Can you rewrite everything from the start of the lines down to the line containing "positive clicks: (23, 146)", putting "coarse mask" in place of every "rough mask" and leaving all else unchanged? Give only those lines.
━━━━━━━━
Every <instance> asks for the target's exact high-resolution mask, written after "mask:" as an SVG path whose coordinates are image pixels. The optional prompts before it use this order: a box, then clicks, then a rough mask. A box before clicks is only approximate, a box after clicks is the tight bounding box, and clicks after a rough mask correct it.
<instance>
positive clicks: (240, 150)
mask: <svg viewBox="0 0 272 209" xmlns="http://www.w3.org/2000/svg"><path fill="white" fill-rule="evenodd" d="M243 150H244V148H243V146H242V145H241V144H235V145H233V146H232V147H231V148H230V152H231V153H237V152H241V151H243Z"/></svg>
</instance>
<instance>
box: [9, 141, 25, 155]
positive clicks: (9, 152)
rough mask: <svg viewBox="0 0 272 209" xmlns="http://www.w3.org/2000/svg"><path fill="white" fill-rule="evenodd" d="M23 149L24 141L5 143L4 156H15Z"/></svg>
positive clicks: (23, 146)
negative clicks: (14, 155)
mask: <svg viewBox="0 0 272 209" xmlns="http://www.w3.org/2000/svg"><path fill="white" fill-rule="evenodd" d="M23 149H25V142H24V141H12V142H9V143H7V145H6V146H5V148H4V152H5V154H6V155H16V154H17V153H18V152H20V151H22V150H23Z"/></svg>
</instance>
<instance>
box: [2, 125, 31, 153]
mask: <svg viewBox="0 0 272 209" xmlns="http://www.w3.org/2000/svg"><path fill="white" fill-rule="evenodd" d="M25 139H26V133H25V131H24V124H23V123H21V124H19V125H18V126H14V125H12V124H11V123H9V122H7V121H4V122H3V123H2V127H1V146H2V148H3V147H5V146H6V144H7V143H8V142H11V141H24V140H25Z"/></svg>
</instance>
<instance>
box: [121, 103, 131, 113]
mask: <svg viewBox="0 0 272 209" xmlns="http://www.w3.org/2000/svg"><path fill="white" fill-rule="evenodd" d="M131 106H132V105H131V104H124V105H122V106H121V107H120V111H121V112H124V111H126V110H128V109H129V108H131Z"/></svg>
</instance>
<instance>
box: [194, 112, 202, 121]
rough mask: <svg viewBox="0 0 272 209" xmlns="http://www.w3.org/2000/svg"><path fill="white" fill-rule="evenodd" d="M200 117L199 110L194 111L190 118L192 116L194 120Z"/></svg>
━━━━━━━━
» REPLY TO THE TASK:
Every <instance> asks for the target's exact high-resolution mask, written after "mask:" as an SVG path whose coordinates are image pixels. The optional prompts before it use this order: a box, then clicks, then a coarse mask. A box before clicks is only approximate, a box after clicks is the tight bounding box, and clicks after a coarse mask correct it.
<instance>
positive clicks: (240, 150)
mask: <svg viewBox="0 0 272 209" xmlns="http://www.w3.org/2000/svg"><path fill="white" fill-rule="evenodd" d="M243 150H244V148H243V146H242V145H241V144H235V145H233V146H232V147H231V148H230V152H231V153H237V152H241V151H243Z"/></svg>
</instance>
<instance>
box: [9, 141, 25, 155]
positive clicks: (9, 152)
coarse mask: <svg viewBox="0 0 272 209" xmlns="http://www.w3.org/2000/svg"><path fill="white" fill-rule="evenodd" d="M23 149L24 141L5 143L4 156H15Z"/></svg>
positive clicks: (23, 146)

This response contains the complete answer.